## BRIEF
Give the listing again in full, exactly as written.

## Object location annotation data
::::::::::

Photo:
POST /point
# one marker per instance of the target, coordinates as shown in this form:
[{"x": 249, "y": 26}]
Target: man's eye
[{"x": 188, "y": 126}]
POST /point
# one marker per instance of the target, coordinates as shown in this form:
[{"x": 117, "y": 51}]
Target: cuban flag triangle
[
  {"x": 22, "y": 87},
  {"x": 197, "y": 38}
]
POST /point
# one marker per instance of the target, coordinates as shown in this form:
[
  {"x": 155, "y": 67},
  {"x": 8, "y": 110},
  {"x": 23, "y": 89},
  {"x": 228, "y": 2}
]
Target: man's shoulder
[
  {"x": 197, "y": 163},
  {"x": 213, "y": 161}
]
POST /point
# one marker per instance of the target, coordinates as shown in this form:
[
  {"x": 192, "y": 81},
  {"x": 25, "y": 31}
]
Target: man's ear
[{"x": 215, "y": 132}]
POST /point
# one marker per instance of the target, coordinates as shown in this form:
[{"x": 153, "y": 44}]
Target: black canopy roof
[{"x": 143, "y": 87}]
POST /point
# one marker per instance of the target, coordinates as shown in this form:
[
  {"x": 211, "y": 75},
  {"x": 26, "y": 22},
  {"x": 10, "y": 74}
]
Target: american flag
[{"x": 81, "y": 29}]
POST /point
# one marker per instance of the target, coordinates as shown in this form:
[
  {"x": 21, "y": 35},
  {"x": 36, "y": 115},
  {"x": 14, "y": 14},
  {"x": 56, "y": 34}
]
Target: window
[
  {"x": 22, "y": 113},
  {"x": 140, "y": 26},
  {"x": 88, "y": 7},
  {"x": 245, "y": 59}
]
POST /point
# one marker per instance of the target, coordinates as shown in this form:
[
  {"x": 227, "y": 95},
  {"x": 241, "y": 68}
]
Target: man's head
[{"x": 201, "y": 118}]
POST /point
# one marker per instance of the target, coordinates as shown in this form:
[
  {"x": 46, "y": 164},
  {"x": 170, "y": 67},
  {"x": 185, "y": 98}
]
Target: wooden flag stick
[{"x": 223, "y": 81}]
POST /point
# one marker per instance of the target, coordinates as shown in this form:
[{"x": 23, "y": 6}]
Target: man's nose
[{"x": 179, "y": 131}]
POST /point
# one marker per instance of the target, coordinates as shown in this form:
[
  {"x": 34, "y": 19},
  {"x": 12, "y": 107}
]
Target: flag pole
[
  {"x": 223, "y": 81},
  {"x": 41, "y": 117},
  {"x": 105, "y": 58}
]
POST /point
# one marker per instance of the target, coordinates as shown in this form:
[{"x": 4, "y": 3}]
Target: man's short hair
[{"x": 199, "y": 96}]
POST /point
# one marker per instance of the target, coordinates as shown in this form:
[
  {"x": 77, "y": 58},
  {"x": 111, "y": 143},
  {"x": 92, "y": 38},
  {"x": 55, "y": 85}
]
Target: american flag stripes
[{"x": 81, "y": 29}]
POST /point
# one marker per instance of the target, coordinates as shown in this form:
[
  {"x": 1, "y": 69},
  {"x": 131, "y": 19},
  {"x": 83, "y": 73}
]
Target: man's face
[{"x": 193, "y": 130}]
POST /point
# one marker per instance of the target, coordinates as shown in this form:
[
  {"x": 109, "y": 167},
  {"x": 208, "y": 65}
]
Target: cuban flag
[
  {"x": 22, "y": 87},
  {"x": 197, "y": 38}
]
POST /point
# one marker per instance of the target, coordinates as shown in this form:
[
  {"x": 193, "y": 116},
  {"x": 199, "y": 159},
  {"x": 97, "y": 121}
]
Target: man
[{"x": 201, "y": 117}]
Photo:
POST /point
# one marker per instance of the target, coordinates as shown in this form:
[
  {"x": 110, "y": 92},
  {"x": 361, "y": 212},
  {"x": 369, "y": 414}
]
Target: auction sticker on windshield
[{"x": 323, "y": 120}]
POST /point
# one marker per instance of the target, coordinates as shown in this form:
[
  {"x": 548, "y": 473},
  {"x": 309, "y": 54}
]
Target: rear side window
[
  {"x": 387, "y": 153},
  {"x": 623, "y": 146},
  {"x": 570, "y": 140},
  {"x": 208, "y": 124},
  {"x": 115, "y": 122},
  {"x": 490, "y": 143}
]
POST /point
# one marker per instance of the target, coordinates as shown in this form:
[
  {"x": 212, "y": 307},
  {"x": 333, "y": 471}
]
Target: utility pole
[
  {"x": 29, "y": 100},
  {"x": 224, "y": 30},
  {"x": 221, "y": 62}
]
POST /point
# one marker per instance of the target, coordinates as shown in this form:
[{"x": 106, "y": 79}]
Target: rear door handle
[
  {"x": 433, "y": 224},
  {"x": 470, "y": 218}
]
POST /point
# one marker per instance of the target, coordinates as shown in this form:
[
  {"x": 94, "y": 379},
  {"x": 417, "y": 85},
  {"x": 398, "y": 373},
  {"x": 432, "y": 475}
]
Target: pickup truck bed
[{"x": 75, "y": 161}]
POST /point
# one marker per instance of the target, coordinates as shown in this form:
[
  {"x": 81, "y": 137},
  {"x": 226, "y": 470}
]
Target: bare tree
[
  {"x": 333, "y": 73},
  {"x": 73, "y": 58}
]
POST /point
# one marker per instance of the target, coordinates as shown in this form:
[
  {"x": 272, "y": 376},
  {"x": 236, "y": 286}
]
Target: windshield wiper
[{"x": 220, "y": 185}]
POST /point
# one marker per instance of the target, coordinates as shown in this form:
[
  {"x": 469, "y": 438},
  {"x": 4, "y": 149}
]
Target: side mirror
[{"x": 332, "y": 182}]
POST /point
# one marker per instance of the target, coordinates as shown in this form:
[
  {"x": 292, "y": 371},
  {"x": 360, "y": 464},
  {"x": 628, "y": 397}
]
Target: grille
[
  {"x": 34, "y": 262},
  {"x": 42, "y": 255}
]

::::::::::

## TASK RESPONSE
Photo:
POST /point
# one marker per instance of the target, coordinates as shown in this form:
[{"x": 249, "y": 26}]
Target: man's eye
[{"x": 188, "y": 126}]
POST /point
# one marker per instance of the target, coordinates as shown in this form:
[{"x": 117, "y": 51}]
Target: cuban flag triangle
[
  {"x": 22, "y": 87},
  {"x": 197, "y": 38}
]
POST /point
# one marker per instance of the target, coordinates as shown in this form:
[
  {"x": 155, "y": 67},
  {"x": 8, "y": 110},
  {"x": 23, "y": 89},
  {"x": 228, "y": 2}
]
Target: man's shoulder
[
  {"x": 197, "y": 163},
  {"x": 213, "y": 161}
]
POST /point
# one marker per instance of the target, coordinates as shown in this form:
[
  {"x": 192, "y": 81},
  {"x": 25, "y": 31}
]
Target: man's ear
[{"x": 215, "y": 132}]
POST /point
# one marker per instance of the target, coordinates as shown in this form:
[{"x": 153, "y": 44}]
Target: black canopy roof
[{"x": 143, "y": 87}]
POST /point
# one marker per instance of the target, coordinates as shown in this form:
[
  {"x": 211, "y": 75},
  {"x": 26, "y": 22},
  {"x": 10, "y": 74}
]
Target: american flag
[{"x": 81, "y": 29}]
POST /point
# one marker per instance of the target, coordinates as shown in this form:
[
  {"x": 21, "y": 35},
  {"x": 36, "y": 115},
  {"x": 14, "y": 14},
  {"x": 56, "y": 34}
]
Target: window
[
  {"x": 22, "y": 113},
  {"x": 140, "y": 26},
  {"x": 88, "y": 7},
  {"x": 245, "y": 59}
]
POST /point
# one marker per instance of the target, coordinates as shown in this form:
[
  {"x": 227, "y": 95},
  {"x": 241, "y": 68}
]
Target: man's head
[{"x": 201, "y": 118}]
POST /point
# one marker per instance of the target, coordinates as shown in this form:
[
  {"x": 46, "y": 164},
  {"x": 170, "y": 67},
  {"x": 185, "y": 98}
]
Target: wooden flag stick
[{"x": 223, "y": 81}]
POST /point
# one marker per instance of the target, coordinates as shown in this form:
[{"x": 23, "y": 6}]
Target: man's nose
[{"x": 179, "y": 131}]
POST /point
# one marker per instance of the target, coordinates as shown in this form:
[
  {"x": 34, "y": 19},
  {"x": 12, "y": 107}
]
Target: flag pole
[
  {"x": 223, "y": 81},
  {"x": 41, "y": 117},
  {"x": 105, "y": 58}
]
POST /point
# one marker per instance of the target, coordinates as shown in this form:
[{"x": 4, "y": 3}]
Target: man's short hair
[{"x": 199, "y": 96}]
POST /point
# one marker per instance of the target, coordinates as shown in this form:
[
  {"x": 77, "y": 58},
  {"x": 111, "y": 143},
  {"x": 92, "y": 38},
  {"x": 55, "y": 85}
]
Target: american flag stripes
[{"x": 81, "y": 29}]
POST /point
# one marker per instance of the target, coordinates as shown in this form:
[
  {"x": 1, "y": 69},
  {"x": 131, "y": 19},
  {"x": 83, "y": 73}
]
Target: man's face
[{"x": 193, "y": 130}]
POST /point
# one marker per instance of the target, coordinates as shown in this form:
[
  {"x": 109, "y": 167},
  {"x": 208, "y": 65}
]
Target: cuban flag
[
  {"x": 22, "y": 87},
  {"x": 197, "y": 38}
]
POST /point
# one marker per instance of the target, coordinates as shown in this form:
[
  {"x": 193, "y": 116},
  {"x": 199, "y": 159},
  {"x": 97, "y": 121}
]
Target: man
[{"x": 201, "y": 117}]
Photo:
POST /point
# one marker per instance of the target, coordinates as shown in this form:
[
  {"x": 110, "y": 92},
  {"x": 361, "y": 212},
  {"x": 369, "y": 414}
]
Target: auction sticker on windshield
[{"x": 323, "y": 120}]
POST /point
# one marker per instance of the target, coordinates as shown in this form:
[
  {"x": 548, "y": 473},
  {"x": 309, "y": 54}
]
Target: rear side window
[
  {"x": 387, "y": 153},
  {"x": 623, "y": 146},
  {"x": 570, "y": 140},
  {"x": 208, "y": 124},
  {"x": 115, "y": 122},
  {"x": 490, "y": 143}
]
POST /point
# one marker per instance of the target, coordinates as shown in this form:
[
  {"x": 212, "y": 307},
  {"x": 333, "y": 471}
]
Target: utility pole
[
  {"x": 29, "y": 100},
  {"x": 224, "y": 30},
  {"x": 221, "y": 62}
]
POST /point
# one marker per instance of the target, coordinates as shown in this form:
[{"x": 106, "y": 79}]
Target: rear door handle
[
  {"x": 433, "y": 224},
  {"x": 470, "y": 218}
]
POST /point
# one marker per instance of the target, coordinates as shown in this form:
[
  {"x": 94, "y": 379},
  {"x": 417, "y": 85},
  {"x": 398, "y": 373},
  {"x": 432, "y": 475}
]
Target: pickup truck bed
[{"x": 75, "y": 161}]
POST /point
# one marker per instance of the target, coordinates as shown in this form:
[
  {"x": 81, "y": 137},
  {"x": 226, "y": 470}
]
Target: bare tree
[
  {"x": 333, "y": 73},
  {"x": 73, "y": 58}
]
POST /point
# one marker per instance of the target, coordinates as shown in this form:
[
  {"x": 272, "y": 376},
  {"x": 236, "y": 286}
]
Target: windshield wiper
[{"x": 220, "y": 185}]
POST /point
# one marker per instance of the target, coordinates as shown in this form:
[
  {"x": 469, "y": 438},
  {"x": 4, "y": 149}
]
Target: side mirror
[{"x": 332, "y": 182}]
POST /point
# one marker per instance of the target, coordinates as shown in this form:
[
  {"x": 292, "y": 371},
  {"x": 360, "y": 464},
  {"x": 628, "y": 397}
]
Target: grille
[
  {"x": 34, "y": 262},
  {"x": 42, "y": 255}
]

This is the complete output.